[Items listed in a dataset]
————

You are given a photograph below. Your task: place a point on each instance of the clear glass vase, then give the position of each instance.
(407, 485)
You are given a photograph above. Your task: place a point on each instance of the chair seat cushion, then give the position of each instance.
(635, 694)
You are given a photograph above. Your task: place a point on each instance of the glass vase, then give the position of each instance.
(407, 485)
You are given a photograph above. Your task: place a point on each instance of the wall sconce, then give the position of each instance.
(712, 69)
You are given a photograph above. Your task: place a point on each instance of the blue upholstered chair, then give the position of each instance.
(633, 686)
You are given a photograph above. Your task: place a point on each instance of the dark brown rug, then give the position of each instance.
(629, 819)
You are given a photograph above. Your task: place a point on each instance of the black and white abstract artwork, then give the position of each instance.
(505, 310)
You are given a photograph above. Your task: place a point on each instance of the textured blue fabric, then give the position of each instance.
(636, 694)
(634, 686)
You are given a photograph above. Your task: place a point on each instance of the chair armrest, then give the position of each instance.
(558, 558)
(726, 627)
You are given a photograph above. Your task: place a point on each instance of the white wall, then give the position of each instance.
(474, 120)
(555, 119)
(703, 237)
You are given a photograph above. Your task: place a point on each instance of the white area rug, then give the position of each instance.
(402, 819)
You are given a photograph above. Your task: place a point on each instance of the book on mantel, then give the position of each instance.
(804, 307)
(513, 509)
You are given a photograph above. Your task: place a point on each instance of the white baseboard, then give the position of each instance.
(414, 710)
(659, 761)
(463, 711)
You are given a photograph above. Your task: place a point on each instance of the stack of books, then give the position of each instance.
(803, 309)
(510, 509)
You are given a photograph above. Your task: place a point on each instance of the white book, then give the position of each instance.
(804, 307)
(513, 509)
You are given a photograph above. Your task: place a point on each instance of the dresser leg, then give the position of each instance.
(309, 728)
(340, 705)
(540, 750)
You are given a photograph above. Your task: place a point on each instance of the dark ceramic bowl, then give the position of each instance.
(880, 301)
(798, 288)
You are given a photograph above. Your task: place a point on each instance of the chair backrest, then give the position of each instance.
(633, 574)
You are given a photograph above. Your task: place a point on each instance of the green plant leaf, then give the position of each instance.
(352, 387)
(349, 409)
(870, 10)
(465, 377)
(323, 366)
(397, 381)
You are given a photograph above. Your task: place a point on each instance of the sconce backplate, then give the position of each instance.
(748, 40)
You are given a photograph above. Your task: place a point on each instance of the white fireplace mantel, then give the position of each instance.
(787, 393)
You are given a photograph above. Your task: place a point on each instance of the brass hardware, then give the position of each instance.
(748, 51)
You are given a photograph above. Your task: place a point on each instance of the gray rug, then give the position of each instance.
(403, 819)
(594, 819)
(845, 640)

————

Objective
Return the entries in full, keeping every line exactly as it is.

Written response
You are given a photograph below. Your task: place a point on each instance of the clear glass vase, then give the position of each instance.
(407, 485)
You are given a photograph above. Your task: place a point on each instance of the chair seat cushion, then give the position of each instance.
(635, 694)
You are given a photograph above. Your task: place a point on each instance of the glass vase, then give the position of each instance.
(407, 485)
You are given a photograph above. Your task: place a point on each instance of the wall sconce, then give the position of each instance.
(712, 69)
You are given a photograph above. Your task: place a point on each instance of the blue upholstered chair, then give the position of each instance.
(633, 686)
You are given a photograph above. Your task: place a point on each instance of the dark brown rug, then give the position of each instance.
(629, 819)
You are given a photograph above. Your task: place a point on each instance of the black and white abstract artwork, then give the position of each instance.
(505, 310)
You are given a photograph above. Your task: place a point on each instance of the textured blue fabric, then give the position of each instance.
(636, 694)
(634, 686)
You are given a photograph above. Your task: place a point on each instance of the chair armrest, then give the position of each instance.
(558, 558)
(726, 627)
You are given a photograph above. Your task: place a point on each instance of the white wall, then give the position of each instance.
(474, 120)
(555, 119)
(703, 237)
You are given a photograph above. Your task: place a point on each instance of the white area rug, then give the position of each instance.
(402, 819)
You are given a photograph above. Your task: place a point on each instance of the book on mantel, then give the position of each instance.
(804, 307)
(513, 509)
You are given a photograph above. Your task: place a point on each instance of the white baseboard, then give the position of each instance.
(414, 710)
(659, 761)
(463, 711)
You are given a photograph above. Your task: place a point on each instance of the stack of books, then give the position of each instance.
(803, 309)
(510, 509)
You are given a photograph above. Your task: place a point on each instance of the white book, then give the position of each instance.
(804, 307)
(513, 509)
You are given a photograph above. Your task: place a point on each instance of the dresser leg, then give the position of each instance.
(309, 728)
(340, 705)
(540, 750)
You are given a photograph above. Your task: place a point on each instance of the dark ceramic bowl, then give the position of each instance.
(880, 301)
(798, 288)
You are given a photograph above. Your task: place a point on each instance of the chair backrest, then give the position of each instance.
(633, 574)
You are given a photograph above. Your task: place a point on each instance of the green plant leaf, then give the position of each instance.
(352, 387)
(349, 409)
(870, 10)
(465, 377)
(323, 366)
(397, 381)
You are given a photograph above. Your task: place a point on each instance of the sconce backplate, then give the position of each instance.
(748, 40)
You are given a photograph above. Your task: place a point on each instance of the white fireplace mantel, then give the position of each instance.
(787, 393)
You are given a photograph above. Your task: place a point on each instance of the brass hardware, then give the position of each instance.
(748, 51)
You are given a photograph above. Your task: place a point on each instance of the gray rug, then give the position of each instance.
(403, 819)
(594, 819)
(845, 640)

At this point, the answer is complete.